(Document segment):
★ ★ ★

Internal power struggles and external interventions have shaped Somali politics for decades. The only way to resolve the situation, according to NAI researcher Redie Bereketeab, is to bring everyone to the negotiating table – including al-Shabaab.
This year, the first popular election since 1969, was supposed to take place in Somalia. The Covid-19 pandemic changed that and it has now been postponed.
Although there have been a few ‘makeshift’ elections in Somalia over the past 50 years, they were more meetings of clan delegations to suggest representatives to parliament rather than proper elections, according to Bereketeab, who is an expert on the Horn of Africa.
“This time, elections were supposed to be based on a one man, one vote system and not clan affiliation as previous elections. But it seems this is not possible due to the security situation, similar to previous election attempts”.
Somalia consists of six federal states, each having relative autonomy. The federal president presides over the capital Mogadishu but has little power in the states where clan leaders are the real rulers, Bereketeab points out.
Ever since independence in 1960, conflicts have been present in Somalia: from 1969 there were more than 20 years of military rule, which were followed by a civil war that left Somalia without any kind of formal or official government for almost a decade. In 2000, the Transitional National Government (TNG) was established, and after its failure in 2004, instead the Transitional Federal Government (TFG).
“A big problem was that the TFG only consisted of warlords who lacked popular legitimacy but nevertheless gained complete legitimacy from the United Nations and the international community. It never had the wide support of the population and could never control the capital”, Bereketeab observes.
Instead, in 2006 a union of several Islamist groups, the Islamic Courts, took control of the whole country. It lasted only for six months.
“Yet, in that short period the Islamic Courts managed to do more than other governments had done. They created a state with somewhat functional institutions and opened Mogadishu port that had been closed for years”.
However, they were outspokenly Islamist, and neither Western powers nor neighbouring Ethiopia were interested in a Somalian state ruled by political Islam. Ethiopia, backed by the US, invaded and drove many of the Islamic groups into exile.
“It was in this power vacuum, with no government and foreign occupation of Somali soil, that al-Shabaab surged”, Bereketeab explains.
Al-Shabaab, originally a youth group affiliated to the Islamic Courts, began to fight the foreign occupation and eventually in 2009 forced Ethiopian troops to withdraw from Somalia. Because al-Shabaab was the only group fighting the occupying army, it gained support and admiration from the Somali population, not only within the country, Bereketeab says, but also among the diaspora. However, eventually al-Shabaab grew more extremist, provoked to some extent when the US branded it as a terror organisation. This led it to declare allegiance to al-Qaeda, but it thereby lost some of its popular legitimacy.

★ ★ ★

(Stored data):
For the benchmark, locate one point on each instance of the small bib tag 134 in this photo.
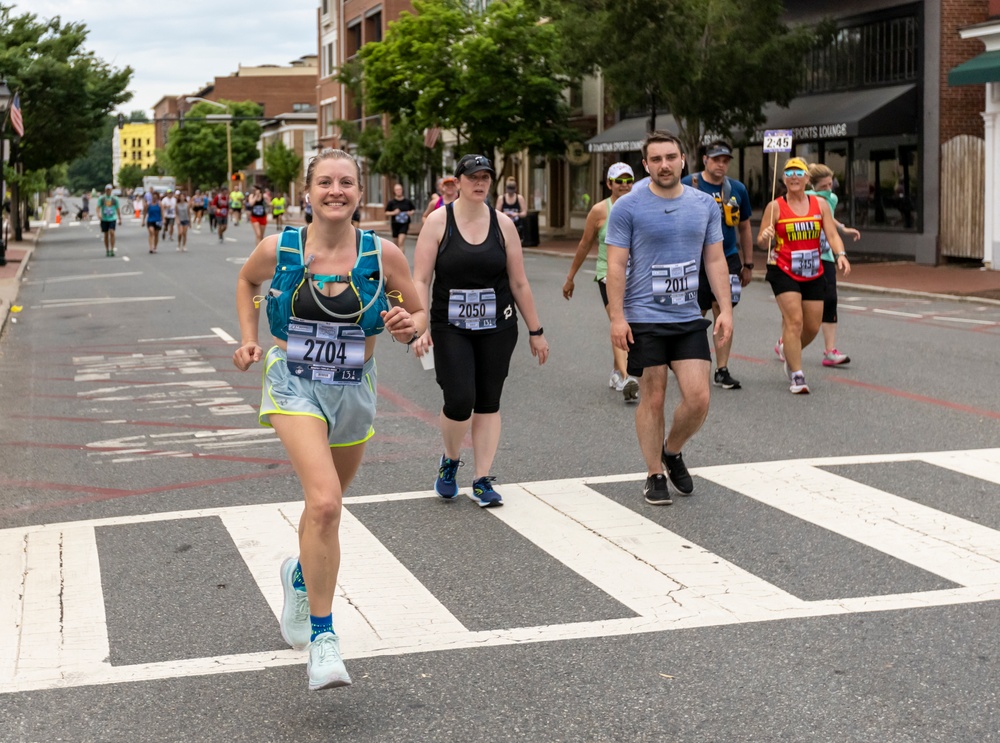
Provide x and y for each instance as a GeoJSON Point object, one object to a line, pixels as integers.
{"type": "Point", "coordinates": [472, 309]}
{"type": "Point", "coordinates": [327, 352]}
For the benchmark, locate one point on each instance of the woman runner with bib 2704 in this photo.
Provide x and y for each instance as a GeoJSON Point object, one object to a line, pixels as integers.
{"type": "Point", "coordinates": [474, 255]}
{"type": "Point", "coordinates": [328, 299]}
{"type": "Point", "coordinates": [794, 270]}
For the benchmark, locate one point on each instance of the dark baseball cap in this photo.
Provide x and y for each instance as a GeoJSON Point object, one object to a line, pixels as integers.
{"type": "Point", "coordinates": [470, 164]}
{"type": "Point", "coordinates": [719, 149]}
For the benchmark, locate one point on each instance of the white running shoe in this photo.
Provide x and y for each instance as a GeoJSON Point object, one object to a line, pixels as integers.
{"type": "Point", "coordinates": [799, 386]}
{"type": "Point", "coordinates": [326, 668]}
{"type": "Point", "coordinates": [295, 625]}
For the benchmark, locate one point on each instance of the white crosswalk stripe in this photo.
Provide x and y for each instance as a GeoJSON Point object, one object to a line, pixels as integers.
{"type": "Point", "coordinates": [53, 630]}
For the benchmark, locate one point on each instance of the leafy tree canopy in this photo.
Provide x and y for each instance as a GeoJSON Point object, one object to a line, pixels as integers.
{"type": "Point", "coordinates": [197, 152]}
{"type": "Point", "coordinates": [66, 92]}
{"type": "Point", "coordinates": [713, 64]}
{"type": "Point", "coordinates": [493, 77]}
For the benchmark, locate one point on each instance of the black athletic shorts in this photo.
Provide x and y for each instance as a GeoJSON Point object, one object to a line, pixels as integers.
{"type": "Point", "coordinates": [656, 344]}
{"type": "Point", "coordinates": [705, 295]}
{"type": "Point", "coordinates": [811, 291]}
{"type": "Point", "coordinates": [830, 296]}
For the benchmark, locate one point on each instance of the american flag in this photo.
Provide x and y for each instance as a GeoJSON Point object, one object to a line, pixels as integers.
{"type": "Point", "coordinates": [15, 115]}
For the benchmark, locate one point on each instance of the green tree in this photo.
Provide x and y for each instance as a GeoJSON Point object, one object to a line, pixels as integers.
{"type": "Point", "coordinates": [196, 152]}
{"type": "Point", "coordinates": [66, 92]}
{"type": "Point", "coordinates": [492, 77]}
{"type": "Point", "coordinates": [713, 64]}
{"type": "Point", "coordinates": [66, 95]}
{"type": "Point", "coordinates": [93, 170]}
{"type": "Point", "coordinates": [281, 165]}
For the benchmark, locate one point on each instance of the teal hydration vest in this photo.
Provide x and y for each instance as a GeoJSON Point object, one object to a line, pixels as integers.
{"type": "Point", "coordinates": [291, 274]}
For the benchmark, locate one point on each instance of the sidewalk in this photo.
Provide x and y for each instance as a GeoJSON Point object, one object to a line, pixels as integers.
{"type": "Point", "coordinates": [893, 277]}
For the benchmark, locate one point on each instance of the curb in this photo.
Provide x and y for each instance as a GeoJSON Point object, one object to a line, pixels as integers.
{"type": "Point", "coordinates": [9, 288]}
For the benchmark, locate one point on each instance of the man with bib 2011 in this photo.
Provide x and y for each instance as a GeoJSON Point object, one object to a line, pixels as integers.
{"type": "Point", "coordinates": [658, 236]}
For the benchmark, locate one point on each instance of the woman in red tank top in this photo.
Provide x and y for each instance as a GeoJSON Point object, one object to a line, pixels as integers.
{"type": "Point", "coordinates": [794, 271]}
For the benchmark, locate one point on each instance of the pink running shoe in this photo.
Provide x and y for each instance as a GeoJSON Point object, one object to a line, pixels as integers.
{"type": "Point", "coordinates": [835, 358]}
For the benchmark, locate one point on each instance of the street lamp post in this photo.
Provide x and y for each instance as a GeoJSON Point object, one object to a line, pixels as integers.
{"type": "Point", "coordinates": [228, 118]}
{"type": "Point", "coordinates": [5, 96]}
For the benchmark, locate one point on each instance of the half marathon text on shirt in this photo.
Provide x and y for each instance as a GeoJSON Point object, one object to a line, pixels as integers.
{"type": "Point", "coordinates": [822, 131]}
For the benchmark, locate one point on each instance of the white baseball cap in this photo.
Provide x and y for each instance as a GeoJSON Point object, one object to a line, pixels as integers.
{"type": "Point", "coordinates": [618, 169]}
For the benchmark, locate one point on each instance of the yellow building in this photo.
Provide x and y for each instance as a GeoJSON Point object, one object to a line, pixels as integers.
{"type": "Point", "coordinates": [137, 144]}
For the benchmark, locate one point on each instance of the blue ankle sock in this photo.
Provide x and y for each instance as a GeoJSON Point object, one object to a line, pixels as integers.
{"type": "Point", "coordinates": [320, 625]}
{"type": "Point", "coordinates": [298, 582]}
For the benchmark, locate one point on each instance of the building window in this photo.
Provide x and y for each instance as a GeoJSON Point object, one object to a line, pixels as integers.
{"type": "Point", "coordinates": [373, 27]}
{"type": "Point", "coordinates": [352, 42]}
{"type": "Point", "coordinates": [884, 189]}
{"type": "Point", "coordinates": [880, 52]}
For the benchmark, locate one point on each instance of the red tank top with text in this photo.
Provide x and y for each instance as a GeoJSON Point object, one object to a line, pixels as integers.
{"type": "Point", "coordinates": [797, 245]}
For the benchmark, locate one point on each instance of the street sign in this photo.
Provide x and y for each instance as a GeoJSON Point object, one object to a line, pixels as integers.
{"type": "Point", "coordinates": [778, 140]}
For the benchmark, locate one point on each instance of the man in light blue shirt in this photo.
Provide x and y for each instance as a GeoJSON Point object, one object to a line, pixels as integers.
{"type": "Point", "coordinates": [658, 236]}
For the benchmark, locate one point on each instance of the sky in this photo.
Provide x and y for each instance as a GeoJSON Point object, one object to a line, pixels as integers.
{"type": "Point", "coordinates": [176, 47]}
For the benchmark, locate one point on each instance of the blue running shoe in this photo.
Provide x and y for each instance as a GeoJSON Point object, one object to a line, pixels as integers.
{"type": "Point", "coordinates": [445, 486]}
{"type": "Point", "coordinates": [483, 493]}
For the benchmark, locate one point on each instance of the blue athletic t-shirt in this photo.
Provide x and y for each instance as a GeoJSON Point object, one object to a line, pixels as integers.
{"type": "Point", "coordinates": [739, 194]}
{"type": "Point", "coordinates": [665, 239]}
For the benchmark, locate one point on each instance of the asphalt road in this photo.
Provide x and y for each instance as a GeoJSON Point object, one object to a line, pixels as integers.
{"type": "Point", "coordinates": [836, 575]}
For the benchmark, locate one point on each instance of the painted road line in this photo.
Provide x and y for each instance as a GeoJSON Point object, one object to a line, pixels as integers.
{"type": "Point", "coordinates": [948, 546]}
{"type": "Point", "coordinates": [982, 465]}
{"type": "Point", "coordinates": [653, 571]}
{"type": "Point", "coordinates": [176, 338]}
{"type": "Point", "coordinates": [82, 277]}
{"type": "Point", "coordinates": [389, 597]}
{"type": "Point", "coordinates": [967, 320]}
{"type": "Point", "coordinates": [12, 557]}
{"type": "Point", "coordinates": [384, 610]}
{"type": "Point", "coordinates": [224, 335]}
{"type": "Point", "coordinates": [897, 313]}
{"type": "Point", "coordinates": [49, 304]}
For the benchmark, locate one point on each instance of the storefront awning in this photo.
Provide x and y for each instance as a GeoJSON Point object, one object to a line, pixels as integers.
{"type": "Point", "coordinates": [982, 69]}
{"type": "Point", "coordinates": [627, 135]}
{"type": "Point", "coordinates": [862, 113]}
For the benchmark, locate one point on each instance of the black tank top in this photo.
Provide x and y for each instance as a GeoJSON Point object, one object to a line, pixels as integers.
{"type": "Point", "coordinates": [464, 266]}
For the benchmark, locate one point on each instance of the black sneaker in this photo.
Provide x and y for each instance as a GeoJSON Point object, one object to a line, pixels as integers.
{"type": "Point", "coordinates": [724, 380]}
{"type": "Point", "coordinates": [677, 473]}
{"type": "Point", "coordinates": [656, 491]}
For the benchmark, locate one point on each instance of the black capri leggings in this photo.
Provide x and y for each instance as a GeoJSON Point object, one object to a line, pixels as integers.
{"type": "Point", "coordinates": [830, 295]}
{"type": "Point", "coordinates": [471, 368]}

★ ★ ★

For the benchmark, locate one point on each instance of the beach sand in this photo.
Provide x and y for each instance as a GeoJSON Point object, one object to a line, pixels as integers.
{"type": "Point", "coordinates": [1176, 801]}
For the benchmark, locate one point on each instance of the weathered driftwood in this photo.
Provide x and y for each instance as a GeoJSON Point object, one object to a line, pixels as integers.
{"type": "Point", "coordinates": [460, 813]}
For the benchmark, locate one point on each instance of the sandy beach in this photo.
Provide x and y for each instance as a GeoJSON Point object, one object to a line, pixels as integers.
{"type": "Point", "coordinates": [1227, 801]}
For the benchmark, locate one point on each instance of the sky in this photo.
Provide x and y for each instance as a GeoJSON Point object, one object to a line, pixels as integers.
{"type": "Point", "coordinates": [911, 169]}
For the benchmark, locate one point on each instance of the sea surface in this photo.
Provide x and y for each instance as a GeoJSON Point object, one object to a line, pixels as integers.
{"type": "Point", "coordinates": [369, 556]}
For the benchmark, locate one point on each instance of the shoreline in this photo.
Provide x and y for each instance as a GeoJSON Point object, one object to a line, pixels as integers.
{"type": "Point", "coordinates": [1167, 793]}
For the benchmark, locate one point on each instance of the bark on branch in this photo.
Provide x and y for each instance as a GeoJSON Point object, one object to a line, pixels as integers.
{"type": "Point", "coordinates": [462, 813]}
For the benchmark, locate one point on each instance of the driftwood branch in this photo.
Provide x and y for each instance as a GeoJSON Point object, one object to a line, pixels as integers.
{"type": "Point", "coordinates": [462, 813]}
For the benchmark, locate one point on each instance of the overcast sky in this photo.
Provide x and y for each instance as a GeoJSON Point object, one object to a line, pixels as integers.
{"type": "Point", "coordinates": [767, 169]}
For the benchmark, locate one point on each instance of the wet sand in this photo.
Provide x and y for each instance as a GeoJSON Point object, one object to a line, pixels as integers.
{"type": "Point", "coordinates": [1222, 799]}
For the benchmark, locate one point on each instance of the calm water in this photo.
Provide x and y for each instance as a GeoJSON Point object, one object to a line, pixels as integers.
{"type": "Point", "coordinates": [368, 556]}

★ ★ ★

(Required action 1):
In the text on Somali politics:
(a) Since what year has Somalia not had a popular election?
(b) In what year was the Transitional National Government established?
(c) How long did the Islamic Courts' control of the country last?
(Required action 2):
Can you transcribe the Somali politics text between "This year, the" and "Bereketeab points out.", inclusive?

(Answer section 1):
(a) 1969
(b) 2000
(c) Six months

(Answer section 2):
This year, the first popular election since 1969, was supposed to take place in Somalia. The Covid-19 pandemic changed that and it has now been postponed.
Although there have been a few ‘makeshift’ elections in Somalia over the past 50 years, they were more meetings of clan delegations to suggest representatives to parliament rather than proper elections, according to Bereketeab, who is an expert on the Horn of Africa.
“This time, elections were supposed to be based on a one man, one vote system and not clan affiliation as previous elections. But it seems this is not possible due to the security situation, similar to previous election attempts”.
Somalia consists of six federal states, each having relative autonomy. The federal president presides over the capital Mogadishu but has little power in the states where clan leaders are the real rulers, Bereketeab points out.